From the first entry to the last, copy everything exactly except the pictures.

• _Data for processing_

○ ○ ○

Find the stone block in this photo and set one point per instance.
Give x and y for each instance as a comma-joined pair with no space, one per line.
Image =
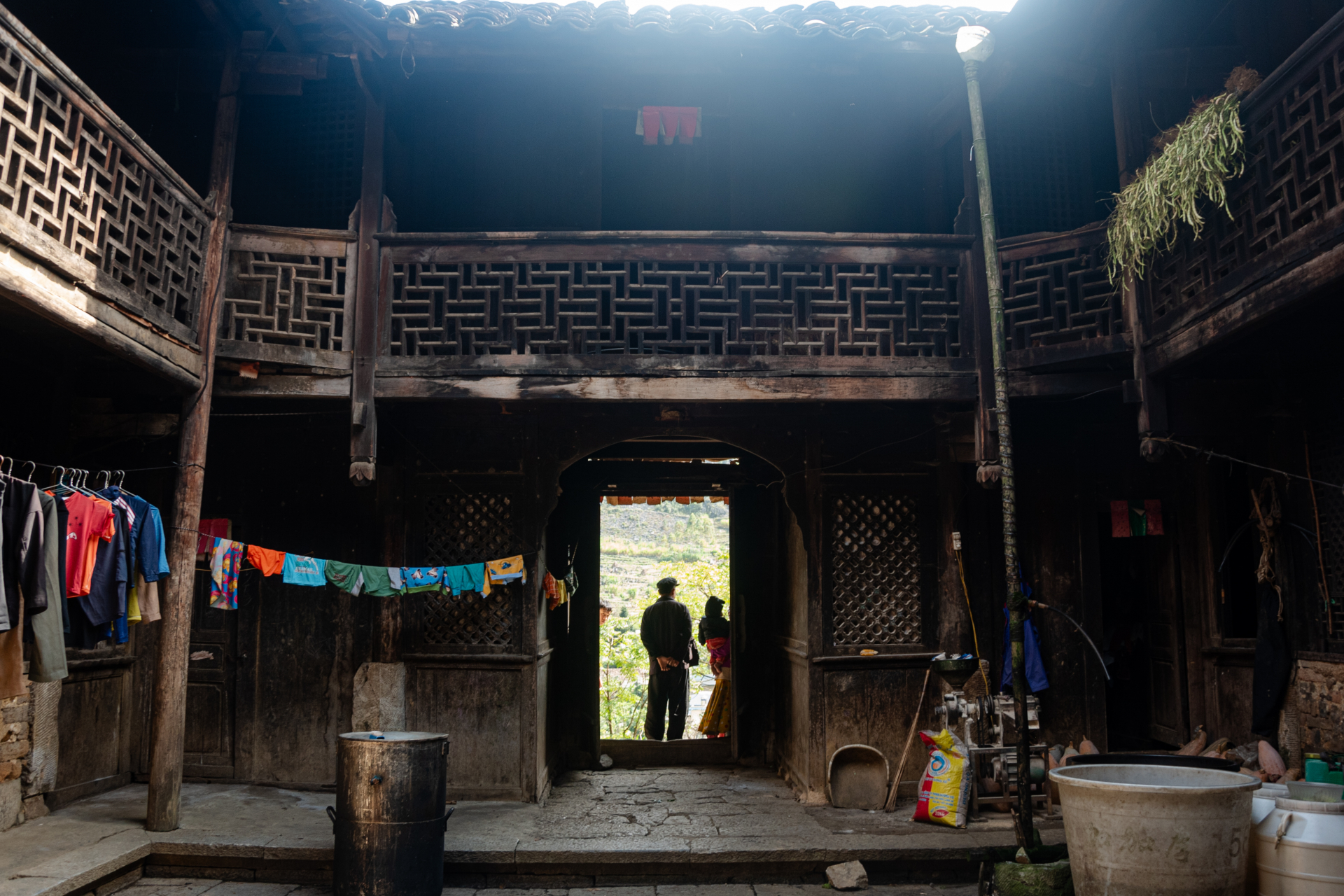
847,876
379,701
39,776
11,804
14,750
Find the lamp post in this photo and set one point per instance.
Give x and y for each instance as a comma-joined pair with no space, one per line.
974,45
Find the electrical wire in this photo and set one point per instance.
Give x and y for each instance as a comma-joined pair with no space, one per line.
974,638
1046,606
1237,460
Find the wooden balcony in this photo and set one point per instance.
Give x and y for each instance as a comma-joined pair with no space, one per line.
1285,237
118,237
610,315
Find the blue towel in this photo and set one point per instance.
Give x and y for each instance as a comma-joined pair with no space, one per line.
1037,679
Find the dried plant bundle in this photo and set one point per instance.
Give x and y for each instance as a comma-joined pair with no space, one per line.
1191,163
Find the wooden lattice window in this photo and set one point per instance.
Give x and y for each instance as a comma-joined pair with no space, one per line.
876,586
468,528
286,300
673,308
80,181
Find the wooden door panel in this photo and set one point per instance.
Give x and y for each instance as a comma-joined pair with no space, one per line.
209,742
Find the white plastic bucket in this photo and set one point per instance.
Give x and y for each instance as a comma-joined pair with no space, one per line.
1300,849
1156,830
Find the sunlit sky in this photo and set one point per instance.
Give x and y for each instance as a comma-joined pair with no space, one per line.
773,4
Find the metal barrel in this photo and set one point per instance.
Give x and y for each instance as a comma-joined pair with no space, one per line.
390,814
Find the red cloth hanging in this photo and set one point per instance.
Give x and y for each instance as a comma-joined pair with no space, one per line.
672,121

○ ○ ○

• _Completed exercise_
Find the stone block in this photo and set one point per instance.
Give x and y for each instance as a comma-joined pair with no space, one per line.
Image =
847,876
379,701
39,776
11,804
14,750
Find the lamp post in this photo and set one point per instance.
Give x and y for each instance as a comma-joined pair with no space, one per line.
974,45
Find the electrical wire in this photo and set one point per instance.
Give x and y for each instance as a comma-joined pair with no space, one per line.
974,638
1046,606
1237,460
Find the wooden balcony in this photo and set one point per instance.
Give x and y for each instance as a comma-joined pair with no space, one per line.
1285,237
118,237
610,315
Find the blue towel in this photo and set one point per instance.
Give x and y for each instance as a comma-joined pair with no space, one per line.
1037,679
Find the dried plant bundle in this photo and set one point per instance.
Give x and y for each instance as a comma-joined pair with no space, one per line.
1191,163
Find the wooden lattice window in this photo and set one point per instance.
Give x and y for each instance as a comma-joined pair with no space, one per line.
876,586
468,528
286,300
673,308
80,181
Find the wooden door panel in this photo and set one point per instance.
Give x and y for each instance as a comma-joined pair with no space, one per line.
209,742
Find the white plastic bucket in this photo and set one point per instance.
Give x and y for each instance as a comma-joined pair with no space, one per line.
1300,849
1156,830
Find the sunlit sky in this photo and set one point per instance.
Give x and y for each instance as a comma-joined pair with no space, one per line.
773,4
Find the metal barrel in this photo and set one point per instance.
Give x and y for each instance as a comma-joined pair with no space, one per line.
390,814
Find the red cloth hanging in this photo and set one point per instance.
Give x and y for each instance as a comma-joined pair with no space, one per line.
672,121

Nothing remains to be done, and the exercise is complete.